:: Stored rows ::

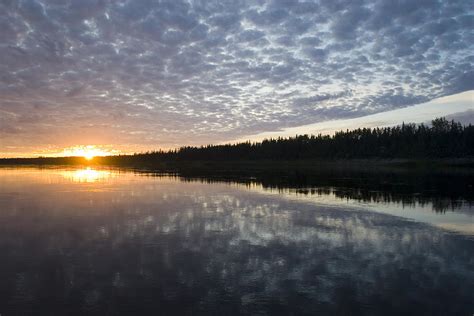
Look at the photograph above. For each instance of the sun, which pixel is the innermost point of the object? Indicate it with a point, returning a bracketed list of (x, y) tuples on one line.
[(89, 156), (89, 152)]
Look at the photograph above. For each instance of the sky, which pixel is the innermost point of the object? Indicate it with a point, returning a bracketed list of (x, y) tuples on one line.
[(137, 75)]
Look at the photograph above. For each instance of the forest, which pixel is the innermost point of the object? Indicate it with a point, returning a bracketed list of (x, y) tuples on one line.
[(440, 139)]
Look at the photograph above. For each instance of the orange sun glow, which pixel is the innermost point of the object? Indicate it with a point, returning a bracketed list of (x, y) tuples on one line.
[(88, 152)]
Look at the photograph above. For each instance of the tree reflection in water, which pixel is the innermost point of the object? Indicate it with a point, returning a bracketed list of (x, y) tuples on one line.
[(148, 245)]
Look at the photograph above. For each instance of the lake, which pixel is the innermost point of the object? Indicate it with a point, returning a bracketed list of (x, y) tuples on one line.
[(98, 241)]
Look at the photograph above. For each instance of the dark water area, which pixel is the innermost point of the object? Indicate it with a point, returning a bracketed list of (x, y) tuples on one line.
[(85, 241)]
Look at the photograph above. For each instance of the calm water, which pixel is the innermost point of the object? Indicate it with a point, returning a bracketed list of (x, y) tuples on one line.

:::

▶ **Your goal**
Can you give every line of the records above as a numbered list, skipping blank lines and leaving out the pictures?

▶ **Response to the task**
1. Look at the photograph above. For each instance of the sun, which pixel is the innermost point of the object? Indicate it with a point, returning a bracketed list of (x, y) tuples on one line.
2. [(89, 156), (89, 152)]
3. Look at the photograph above. For each instance of the sky, which pixel is the innermost point of the object? Indicate it with a point, returning a bracketed list of (x, y) tuples on one line.
4. [(137, 75)]
5. Look at the photograph above. For each instance of the forest, which pixel is the innermost point of the object? Indicate it with a point, returning a bracketed list of (x, y) tuples on one line.
6. [(440, 139)]
7. Look at the photograph above. For each instance of the orange sun glow, which pixel is the innermost point of the object? Indicate it with a point, returning a bracketed list of (x, y) tuples on one line.
8. [(88, 152)]
9. Look at the photograph above. For each instance of the tree reflection in water, which pixel is the innermost point of the object? Indicate it with a point, returning a bracketed list of (x, y) tuples on one line.
10. [(148, 245)]
11. Look at the photograph above. For each instance of the lake, which pixel is the innermost point of the object? Indicate it with a point, returning a bracketed list of (x, y) tuples on one line.
12. [(98, 241)]
13. Look at the photograph above. For each instance of the dark water area, which pixel is the innermost point of the object? Indicate it with a point, returning a bracketed list of (x, y) tuples on one line.
14. [(85, 241)]
15. Look at the photograph above. For each instance of the calm water, which pixel is the innermost point of the object? Indicate it with a point, returning a bracketed list of (x, y) tuples on one line.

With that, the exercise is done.